= GOAL OF THE EXERCISE =
Please rewrite the lines from the one containing "contains desk surface." through the one containing "362, 424, 650, 488", inclusive, changing "desk surface" to "table surface" and keeping everything else the same.

--- start RECORDS FOR THIS EXERCISE ---

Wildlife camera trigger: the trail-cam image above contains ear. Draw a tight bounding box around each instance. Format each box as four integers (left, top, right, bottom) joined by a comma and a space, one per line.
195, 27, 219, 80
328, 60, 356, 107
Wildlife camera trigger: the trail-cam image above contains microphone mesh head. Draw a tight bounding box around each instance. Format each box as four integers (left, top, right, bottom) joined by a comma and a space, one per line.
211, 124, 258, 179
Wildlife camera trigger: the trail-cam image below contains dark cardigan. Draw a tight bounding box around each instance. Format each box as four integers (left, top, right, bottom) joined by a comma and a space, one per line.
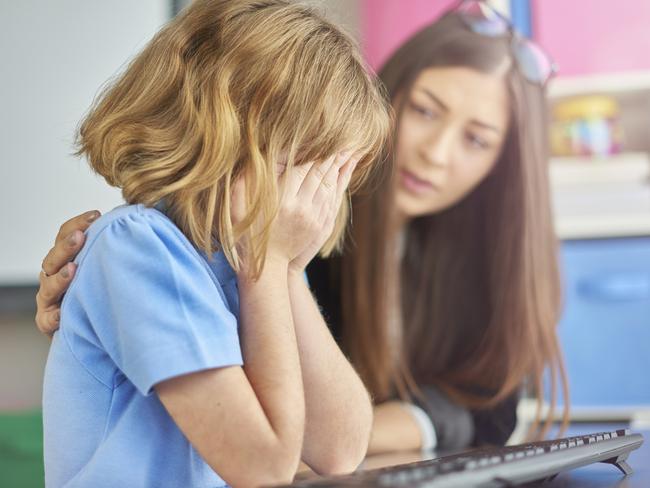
307, 258, 518, 449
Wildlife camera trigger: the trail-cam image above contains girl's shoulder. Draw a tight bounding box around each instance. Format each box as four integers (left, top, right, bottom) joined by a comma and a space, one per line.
76, 204, 195, 264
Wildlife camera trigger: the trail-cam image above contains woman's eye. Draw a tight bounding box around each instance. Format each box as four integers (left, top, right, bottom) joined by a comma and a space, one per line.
466, 133, 490, 149
409, 102, 439, 120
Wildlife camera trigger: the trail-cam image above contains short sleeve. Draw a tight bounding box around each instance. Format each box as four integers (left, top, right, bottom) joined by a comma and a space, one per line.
70, 209, 242, 395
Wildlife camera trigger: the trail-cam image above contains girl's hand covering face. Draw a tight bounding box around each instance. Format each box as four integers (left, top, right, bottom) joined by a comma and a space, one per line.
232, 152, 359, 272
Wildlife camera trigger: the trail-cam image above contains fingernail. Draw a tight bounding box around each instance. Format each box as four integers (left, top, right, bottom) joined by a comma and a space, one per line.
67, 231, 79, 247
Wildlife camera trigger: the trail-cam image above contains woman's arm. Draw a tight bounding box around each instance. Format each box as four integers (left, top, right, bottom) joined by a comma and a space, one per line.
156, 259, 305, 486
368, 401, 422, 454
36, 210, 100, 335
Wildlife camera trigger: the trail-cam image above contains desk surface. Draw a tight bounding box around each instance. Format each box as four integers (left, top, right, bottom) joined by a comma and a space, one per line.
362, 424, 650, 488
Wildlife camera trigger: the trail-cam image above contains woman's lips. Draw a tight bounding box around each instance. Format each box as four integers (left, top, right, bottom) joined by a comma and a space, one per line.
399, 169, 436, 195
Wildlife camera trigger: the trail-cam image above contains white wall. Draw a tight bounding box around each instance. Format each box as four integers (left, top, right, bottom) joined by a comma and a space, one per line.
0, 0, 359, 286
0, 0, 171, 285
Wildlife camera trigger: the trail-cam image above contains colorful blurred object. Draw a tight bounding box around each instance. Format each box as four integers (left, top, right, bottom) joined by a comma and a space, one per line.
551, 95, 623, 157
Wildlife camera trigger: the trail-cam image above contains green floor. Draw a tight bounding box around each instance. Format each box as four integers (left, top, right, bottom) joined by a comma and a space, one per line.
0, 411, 44, 488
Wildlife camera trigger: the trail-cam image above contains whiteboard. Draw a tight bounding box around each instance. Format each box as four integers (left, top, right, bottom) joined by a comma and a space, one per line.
0, 0, 172, 286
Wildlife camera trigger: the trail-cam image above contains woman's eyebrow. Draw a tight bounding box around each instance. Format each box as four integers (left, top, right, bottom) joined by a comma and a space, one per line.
417, 88, 449, 112
416, 87, 503, 134
471, 119, 503, 134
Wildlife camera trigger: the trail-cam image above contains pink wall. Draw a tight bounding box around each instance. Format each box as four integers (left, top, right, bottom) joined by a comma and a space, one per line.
532, 0, 650, 76
361, 0, 457, 69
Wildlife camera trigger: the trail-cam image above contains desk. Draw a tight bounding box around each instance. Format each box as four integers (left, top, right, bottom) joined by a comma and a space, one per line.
354, 424, 650, 488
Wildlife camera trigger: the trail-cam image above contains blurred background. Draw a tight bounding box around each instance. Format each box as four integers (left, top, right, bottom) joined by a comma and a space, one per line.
0, 0, 650, 486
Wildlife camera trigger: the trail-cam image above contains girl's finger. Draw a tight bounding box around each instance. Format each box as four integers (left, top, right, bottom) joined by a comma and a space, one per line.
313, 154, 349, 209
336, 157, 359, 202
298, 154, 337, 204
284, 161, 315, 197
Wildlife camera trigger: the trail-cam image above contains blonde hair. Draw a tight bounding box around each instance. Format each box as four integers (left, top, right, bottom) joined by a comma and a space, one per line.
77, 0, 390, 275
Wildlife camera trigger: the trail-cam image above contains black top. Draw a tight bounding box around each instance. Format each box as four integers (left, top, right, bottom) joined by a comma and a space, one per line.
307, 257, 519, 449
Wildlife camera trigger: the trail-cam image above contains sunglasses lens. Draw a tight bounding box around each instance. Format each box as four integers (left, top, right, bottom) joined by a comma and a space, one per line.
457, 1, 509, 37
513, 39, 555, 84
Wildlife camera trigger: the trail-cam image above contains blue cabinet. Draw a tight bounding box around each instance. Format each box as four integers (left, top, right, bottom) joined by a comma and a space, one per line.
559, 237, 650, 407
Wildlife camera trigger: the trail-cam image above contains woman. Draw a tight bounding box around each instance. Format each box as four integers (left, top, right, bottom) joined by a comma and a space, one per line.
37, 1, 568, 453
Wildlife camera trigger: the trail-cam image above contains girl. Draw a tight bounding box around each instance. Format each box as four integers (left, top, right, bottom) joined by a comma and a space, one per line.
37, 1, 568, 458
43, 0, 388, 486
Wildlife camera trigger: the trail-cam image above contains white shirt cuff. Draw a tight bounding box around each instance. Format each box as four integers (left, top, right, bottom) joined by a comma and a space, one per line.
402, 402, 438, 451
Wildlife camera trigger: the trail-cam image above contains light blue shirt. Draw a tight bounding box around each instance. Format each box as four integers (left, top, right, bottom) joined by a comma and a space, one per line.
43, 205, 242, 488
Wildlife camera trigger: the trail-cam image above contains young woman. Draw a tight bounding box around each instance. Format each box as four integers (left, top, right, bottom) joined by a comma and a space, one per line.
37, 1, 568, 458
43, 0, 389, 487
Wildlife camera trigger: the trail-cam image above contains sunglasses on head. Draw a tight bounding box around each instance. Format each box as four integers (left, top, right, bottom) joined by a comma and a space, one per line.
454, 0, 557, 86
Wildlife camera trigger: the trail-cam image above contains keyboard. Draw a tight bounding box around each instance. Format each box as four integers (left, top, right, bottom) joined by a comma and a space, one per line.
284, 429, 643, 488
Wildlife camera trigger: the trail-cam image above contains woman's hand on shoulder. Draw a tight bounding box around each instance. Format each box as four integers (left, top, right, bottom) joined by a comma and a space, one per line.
36, 210, 101, 335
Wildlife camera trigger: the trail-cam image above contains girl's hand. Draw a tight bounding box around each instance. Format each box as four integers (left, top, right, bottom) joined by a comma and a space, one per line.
290, 153, 359, 274
232, 154, 356, 274
36, 210, 101, 335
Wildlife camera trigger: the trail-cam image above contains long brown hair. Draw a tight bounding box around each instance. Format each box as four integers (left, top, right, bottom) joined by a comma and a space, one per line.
77, 0, 390, 274
342, 13, 568, 435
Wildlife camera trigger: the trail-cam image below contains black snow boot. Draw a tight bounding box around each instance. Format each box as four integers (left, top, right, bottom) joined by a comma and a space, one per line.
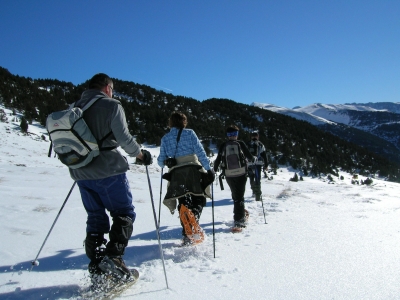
85, 232, 107, 274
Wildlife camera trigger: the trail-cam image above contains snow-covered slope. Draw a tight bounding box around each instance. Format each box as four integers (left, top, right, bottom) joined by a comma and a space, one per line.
0, 104, 400, 300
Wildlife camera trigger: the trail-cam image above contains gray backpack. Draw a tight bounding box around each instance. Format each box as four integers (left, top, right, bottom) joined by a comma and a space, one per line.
46, 97, 115, 169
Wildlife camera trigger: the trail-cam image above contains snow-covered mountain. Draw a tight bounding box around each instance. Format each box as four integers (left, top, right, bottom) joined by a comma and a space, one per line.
252, 102, 400, 164
0, 105, 400, 300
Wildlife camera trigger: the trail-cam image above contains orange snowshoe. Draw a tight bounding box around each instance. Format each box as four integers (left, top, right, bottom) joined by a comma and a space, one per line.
179, 205, 204, 245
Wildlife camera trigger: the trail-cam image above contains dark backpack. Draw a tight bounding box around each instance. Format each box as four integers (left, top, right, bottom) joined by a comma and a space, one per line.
247, 141, 260, 158
222, 141, 247, 177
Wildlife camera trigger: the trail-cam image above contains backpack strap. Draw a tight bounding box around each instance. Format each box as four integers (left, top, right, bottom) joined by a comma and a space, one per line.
78, 97, 117, 151
174, 128, 183, 158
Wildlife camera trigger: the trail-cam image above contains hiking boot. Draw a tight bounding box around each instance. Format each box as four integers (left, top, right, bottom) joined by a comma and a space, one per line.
98, 256, 131, 278
88, 260, 104, 275
244, 209, 250, 223
182, 236, 193, 246
233, 221, 246, 228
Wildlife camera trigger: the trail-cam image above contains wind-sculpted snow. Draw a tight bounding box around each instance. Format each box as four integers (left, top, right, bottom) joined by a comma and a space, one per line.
0, 105, 400, 300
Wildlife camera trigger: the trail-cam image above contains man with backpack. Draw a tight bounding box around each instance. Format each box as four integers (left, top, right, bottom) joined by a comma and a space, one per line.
214, 125, 256, 232
247, 131, 268, 201
69, 73, 152, 278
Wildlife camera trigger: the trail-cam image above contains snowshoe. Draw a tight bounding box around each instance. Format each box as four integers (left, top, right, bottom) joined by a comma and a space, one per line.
179, 205, 204, 245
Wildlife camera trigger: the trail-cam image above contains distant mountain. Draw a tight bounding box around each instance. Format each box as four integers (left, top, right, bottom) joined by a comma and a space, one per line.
0, 67, 400, 182
252, 102, 400, 162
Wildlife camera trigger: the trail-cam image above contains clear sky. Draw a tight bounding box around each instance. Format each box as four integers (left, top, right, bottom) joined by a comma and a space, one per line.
0, 0, 400, 108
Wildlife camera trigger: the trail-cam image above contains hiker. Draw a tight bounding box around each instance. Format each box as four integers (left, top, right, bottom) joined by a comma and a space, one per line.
69, 73, 152, 277
214, 125, 256, 228
247, 131, 268, 201
157, 111, 215, 245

--- end RECORDS FOR THIS EXERCISE ---

= OUTPUT =
Wildlife camera trigger: the trail-cam image above contains table surface. Draw a tight bounding box around each instance. Format each box as four integers (left, top, right, bottom) joined by a comma and a space, one per line.
362, 424, 650, 488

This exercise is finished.